● **Stored data entries**
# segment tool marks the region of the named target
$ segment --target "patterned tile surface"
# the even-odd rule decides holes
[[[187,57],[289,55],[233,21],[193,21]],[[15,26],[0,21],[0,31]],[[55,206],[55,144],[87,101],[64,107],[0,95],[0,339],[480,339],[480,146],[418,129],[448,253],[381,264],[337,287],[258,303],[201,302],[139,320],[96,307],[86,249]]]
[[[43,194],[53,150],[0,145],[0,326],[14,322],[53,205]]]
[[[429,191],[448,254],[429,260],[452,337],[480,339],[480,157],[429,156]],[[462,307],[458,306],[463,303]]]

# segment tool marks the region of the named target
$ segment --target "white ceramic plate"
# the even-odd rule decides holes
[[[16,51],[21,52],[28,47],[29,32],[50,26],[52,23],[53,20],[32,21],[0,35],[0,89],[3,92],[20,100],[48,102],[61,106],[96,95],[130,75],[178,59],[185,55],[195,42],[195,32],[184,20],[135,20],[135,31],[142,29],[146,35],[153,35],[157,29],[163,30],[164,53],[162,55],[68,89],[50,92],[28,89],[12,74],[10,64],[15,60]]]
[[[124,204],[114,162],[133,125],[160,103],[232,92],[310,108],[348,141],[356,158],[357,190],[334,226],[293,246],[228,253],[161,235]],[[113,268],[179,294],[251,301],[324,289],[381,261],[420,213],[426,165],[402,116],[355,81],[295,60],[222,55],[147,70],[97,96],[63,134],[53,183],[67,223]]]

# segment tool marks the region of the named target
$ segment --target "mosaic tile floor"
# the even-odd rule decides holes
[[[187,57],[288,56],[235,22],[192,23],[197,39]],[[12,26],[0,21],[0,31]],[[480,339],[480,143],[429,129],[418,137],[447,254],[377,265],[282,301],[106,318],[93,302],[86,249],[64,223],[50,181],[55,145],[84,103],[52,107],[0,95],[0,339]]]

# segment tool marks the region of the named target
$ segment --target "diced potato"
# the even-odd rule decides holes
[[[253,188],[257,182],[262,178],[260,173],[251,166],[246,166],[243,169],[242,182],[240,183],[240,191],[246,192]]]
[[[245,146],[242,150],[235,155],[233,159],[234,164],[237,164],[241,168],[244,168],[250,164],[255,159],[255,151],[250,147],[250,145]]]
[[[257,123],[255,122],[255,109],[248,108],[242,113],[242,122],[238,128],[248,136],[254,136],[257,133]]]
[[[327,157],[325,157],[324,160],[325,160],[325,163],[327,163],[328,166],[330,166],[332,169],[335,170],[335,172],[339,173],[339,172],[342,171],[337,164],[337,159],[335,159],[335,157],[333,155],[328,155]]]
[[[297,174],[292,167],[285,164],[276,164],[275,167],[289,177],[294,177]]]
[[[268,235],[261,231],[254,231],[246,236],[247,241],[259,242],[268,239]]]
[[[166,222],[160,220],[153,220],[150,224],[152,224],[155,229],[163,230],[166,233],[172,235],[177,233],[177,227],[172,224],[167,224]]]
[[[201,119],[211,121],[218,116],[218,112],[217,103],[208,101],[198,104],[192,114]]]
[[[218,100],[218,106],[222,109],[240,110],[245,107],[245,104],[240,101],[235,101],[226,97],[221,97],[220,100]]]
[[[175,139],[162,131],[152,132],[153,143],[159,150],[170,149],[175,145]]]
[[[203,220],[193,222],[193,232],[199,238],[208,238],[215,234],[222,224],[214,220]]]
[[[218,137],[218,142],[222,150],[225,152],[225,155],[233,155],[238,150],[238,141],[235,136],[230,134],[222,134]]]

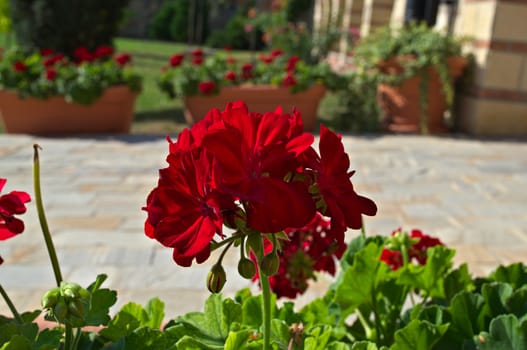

● **What you need to do**
Your copy should match every entry above exactly and contain no pictures.

● **Answer to this task**
# segment tool marks the region of the named target
$ segment --target "patterned tile surface"
# the even-odd rule decides holes
[[[187,57],[289,55],[233,21],[193,21]],[[15,26],[0,21],[0,31]],[[55,206],[55,144],[87,101],[64,107],[0,95],[0,339],[480,339],[480,146],[418,129],[448,253],[381,264],[337,287],[258,303],[201,302],[139,320],[96,307],[86,249]]]
[[[43,194],[53,150],[0,145],[0,326],[14,322],[53,205]]]
[[[429,191],[448,254],[429,260],[452,337],[480,339],[480,157],[429,156]],[[462,307],[458,306],[463,303]]]

# segment tool marks the region of the named target
$ segment --target "white ceramic plate"
# the even-odd rule decides holes
[[[16,51],[21,52],[28,47],[29,32],[50,26],[52,23],[53,20],[32,21],[0,35],[0,89],[3,92],[20,100],[48,102],[61,106],[96,95],[130,75],[178,59],[185,55],[195,42],[195,32],[184,20],[135,20],[135,31],[142,29],[146,35],[153,35],[157,29],[163,30],[164,53],[162,55],[68,89],[50,92],[28,89],[12,74],[10,64],[15,60]]]
[[[124,204],[114,162],[133,125],[160,103],[232,92],[310,108],[348,141],[356,158],[357,190],[334,226],[293,246],[228,253],[161,235]],[[113,268],[179,294],[251,301],[324,289],[381,261],[420,213],[426,165],[402,116],[355,81],[295,60],[222,55],[147,70],[97,96],[63,134],[53,183],[67,223]]]

# segment tool marks the region of the named target
$ segment --target "mosaic tile floor"
# the even-odd rule decides holes
[[[187,57],[288,56],[235,22],[192,23],[197,39]],[[12,26],[0,21],[0,31]],[[480,339],[480,143],[429,129],[418,137],[447,254],[377,265],[282,301],[106,318],[93,302],[86,249],[64,223],[50,181],[55,145],[84,103],[52,107],[0,95],[0,339]]]

# segment tool marks the region of the named target
$ segment --target "diced potato"
# the even-odd rule decides holes
[[[253,188],[257,182],[262,178],[260,173],[251,166],[246,166],[243,169],[242,182],[240,183],[240,191],[246,192]]]
[[[245,146],[242,150],[235,155],[233,159],[234,164],[237,164],[241,168],[244,168],[250,164],[255,159],[255,151],[250,147],[250,145]]]
[[[257,123],[255,122],[255,109],[248,108],[242,113],[242,122],[238,128],[248,136],[254,136],[257,133]]]
[[[327,157],[325,157],[324,160],[325,160],[325,163],[327,163],[328,166],[330,166],[332,169],[335,170],[335,172],[339,173],[339,172],[342,171],[337,164],[337,159],[335,159],[335,157],[333,155],[328,155]]]
[[[297,174],[292,167],[285,164],[276,164],[275,167],[289,177],[294,177]]]
[[[268,235],[261,231],[254,231],[246,236],[247,241],[259,242],[268,239]]]
[[[166,222],[160,220],[153,220],[150,224],[152,224],[155,229],[163,230],[166,233],[172,235],[177,233],[177,227],[172,224],[167,224]]]
[[[201,119],[211,121],[218,116],[218,112],[217,103],[208,101],[198,104],[192,114]]]
[[[218,100],[218,106],[222,109],[240,110],[245,107],[245,104],[240,101],[235,101],[226,97],[221,97],[220,100]]]
[[[175,139],[162,131],[152,132],[153,143],[159,150],[170,149],[175,145]]]
[[[203,220],[193,222],[193,232],[199,238],[208,238],[215,234],[222,224],[214,220]]]
[[[218,137],[218,142],[222,150],[225,152],[225,155],[233,155],[238,150],[238,141],[235,136],[230,134],[222,134]]]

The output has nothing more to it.